Written problem -
Rewrite the lines starting at the one containing "For each instance of the long" and ending at the one containing "[[158, 79], [193, 78], [273, 84]]", with "short brown hair" in place of "long dark hair" and nothing else changed.

-- START Given records --

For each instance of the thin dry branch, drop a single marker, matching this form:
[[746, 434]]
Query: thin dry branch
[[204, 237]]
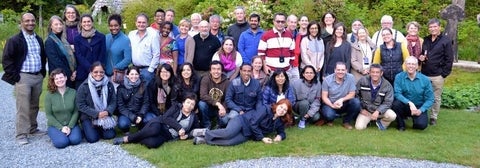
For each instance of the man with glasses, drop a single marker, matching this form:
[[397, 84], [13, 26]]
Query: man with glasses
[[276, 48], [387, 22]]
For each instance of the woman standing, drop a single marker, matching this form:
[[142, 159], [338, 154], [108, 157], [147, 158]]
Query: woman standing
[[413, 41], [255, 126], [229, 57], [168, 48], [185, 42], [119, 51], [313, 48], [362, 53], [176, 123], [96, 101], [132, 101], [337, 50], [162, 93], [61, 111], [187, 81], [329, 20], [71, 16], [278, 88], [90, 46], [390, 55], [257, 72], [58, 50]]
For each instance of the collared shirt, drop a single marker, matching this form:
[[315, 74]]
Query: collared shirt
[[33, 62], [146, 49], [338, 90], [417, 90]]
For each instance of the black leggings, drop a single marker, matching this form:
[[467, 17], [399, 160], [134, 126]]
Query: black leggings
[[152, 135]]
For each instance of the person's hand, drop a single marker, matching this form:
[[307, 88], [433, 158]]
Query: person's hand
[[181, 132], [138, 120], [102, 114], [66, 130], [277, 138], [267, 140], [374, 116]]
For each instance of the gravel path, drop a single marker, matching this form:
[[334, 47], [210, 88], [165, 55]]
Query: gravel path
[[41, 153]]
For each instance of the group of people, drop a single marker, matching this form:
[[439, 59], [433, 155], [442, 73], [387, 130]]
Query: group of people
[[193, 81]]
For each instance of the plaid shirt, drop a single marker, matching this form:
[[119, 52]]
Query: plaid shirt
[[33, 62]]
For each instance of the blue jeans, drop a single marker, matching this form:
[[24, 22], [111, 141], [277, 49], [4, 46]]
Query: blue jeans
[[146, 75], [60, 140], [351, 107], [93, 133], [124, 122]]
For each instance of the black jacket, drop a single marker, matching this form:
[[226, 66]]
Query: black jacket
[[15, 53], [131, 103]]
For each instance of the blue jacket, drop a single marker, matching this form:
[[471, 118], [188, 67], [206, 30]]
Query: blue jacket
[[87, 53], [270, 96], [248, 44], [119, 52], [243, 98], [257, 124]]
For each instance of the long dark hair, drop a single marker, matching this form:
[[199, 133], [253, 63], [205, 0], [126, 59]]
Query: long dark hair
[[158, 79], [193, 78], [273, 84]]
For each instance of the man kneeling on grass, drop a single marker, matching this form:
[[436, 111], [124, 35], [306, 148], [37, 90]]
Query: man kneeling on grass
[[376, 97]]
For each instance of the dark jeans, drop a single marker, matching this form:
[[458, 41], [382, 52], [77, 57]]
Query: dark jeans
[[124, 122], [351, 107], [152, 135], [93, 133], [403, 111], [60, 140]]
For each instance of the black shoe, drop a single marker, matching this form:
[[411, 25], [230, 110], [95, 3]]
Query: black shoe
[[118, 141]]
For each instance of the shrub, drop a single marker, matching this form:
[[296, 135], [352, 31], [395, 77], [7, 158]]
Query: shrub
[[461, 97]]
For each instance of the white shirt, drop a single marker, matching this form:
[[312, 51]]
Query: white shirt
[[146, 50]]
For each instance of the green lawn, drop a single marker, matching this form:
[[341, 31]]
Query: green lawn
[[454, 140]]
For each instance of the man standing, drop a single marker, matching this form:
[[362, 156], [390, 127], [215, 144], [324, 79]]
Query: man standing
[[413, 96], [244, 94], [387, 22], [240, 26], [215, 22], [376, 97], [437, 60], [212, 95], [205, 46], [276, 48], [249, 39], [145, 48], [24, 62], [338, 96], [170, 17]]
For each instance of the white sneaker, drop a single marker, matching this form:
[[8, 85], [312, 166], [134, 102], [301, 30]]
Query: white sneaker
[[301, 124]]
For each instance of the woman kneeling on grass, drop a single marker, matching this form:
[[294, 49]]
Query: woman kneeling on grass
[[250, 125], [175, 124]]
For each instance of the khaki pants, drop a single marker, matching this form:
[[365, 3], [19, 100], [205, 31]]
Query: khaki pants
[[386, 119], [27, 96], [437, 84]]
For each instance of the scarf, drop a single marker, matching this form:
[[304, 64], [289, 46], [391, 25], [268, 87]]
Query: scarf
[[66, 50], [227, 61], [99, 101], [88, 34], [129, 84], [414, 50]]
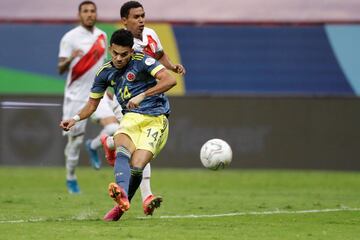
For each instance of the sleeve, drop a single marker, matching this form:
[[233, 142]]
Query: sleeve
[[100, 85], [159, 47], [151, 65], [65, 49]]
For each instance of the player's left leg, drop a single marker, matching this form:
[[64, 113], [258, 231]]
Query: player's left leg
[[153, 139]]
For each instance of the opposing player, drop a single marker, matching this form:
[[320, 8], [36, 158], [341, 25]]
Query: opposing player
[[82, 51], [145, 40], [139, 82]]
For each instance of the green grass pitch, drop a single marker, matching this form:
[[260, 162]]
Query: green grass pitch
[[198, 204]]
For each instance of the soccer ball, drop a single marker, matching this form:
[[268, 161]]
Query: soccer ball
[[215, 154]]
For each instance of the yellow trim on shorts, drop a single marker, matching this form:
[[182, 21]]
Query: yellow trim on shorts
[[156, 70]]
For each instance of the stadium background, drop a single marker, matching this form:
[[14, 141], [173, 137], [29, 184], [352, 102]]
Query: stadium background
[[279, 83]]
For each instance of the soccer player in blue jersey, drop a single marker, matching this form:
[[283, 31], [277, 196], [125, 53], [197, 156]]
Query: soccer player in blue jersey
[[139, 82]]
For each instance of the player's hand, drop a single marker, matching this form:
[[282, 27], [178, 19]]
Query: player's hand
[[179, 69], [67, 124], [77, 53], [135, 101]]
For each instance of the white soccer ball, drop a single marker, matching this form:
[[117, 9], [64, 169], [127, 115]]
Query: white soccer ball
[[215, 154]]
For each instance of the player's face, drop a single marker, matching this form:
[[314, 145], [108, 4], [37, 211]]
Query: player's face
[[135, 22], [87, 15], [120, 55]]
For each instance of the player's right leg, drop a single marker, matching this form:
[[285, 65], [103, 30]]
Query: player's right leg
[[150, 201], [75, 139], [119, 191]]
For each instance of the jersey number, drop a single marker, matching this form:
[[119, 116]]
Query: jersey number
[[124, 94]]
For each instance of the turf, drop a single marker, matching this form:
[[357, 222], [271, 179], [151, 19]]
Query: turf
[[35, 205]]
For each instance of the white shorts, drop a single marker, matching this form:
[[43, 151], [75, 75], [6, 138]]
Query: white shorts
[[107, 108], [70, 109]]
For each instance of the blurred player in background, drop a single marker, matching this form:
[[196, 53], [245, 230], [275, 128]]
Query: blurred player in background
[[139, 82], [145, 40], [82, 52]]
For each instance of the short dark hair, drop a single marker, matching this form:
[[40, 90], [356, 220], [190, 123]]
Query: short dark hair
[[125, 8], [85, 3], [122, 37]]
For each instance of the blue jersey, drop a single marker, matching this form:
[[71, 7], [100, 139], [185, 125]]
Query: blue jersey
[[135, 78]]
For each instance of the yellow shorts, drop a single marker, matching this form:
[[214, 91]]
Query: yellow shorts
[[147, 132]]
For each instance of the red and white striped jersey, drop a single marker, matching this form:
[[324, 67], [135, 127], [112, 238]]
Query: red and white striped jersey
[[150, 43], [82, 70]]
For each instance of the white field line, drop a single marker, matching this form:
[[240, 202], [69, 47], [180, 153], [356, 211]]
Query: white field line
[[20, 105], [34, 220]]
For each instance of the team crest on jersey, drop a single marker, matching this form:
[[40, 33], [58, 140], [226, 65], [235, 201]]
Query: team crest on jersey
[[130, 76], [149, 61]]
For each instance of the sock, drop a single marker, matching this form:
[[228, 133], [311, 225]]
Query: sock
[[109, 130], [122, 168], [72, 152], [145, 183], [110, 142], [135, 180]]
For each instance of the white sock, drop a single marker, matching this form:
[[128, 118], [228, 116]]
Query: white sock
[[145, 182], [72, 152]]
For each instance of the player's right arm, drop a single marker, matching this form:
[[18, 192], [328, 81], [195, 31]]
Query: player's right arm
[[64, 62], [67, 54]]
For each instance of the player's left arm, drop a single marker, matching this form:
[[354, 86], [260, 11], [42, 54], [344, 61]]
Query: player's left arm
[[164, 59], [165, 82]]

-- END Given records --

Full solution -
For each instance of the short brown hair, drop a single marker, matching this form:
[[199, 133], [253, 63], [205, 0], [126, 59]]
Query: short brown hair
[[158, 79], [193, 78], [273, 84]]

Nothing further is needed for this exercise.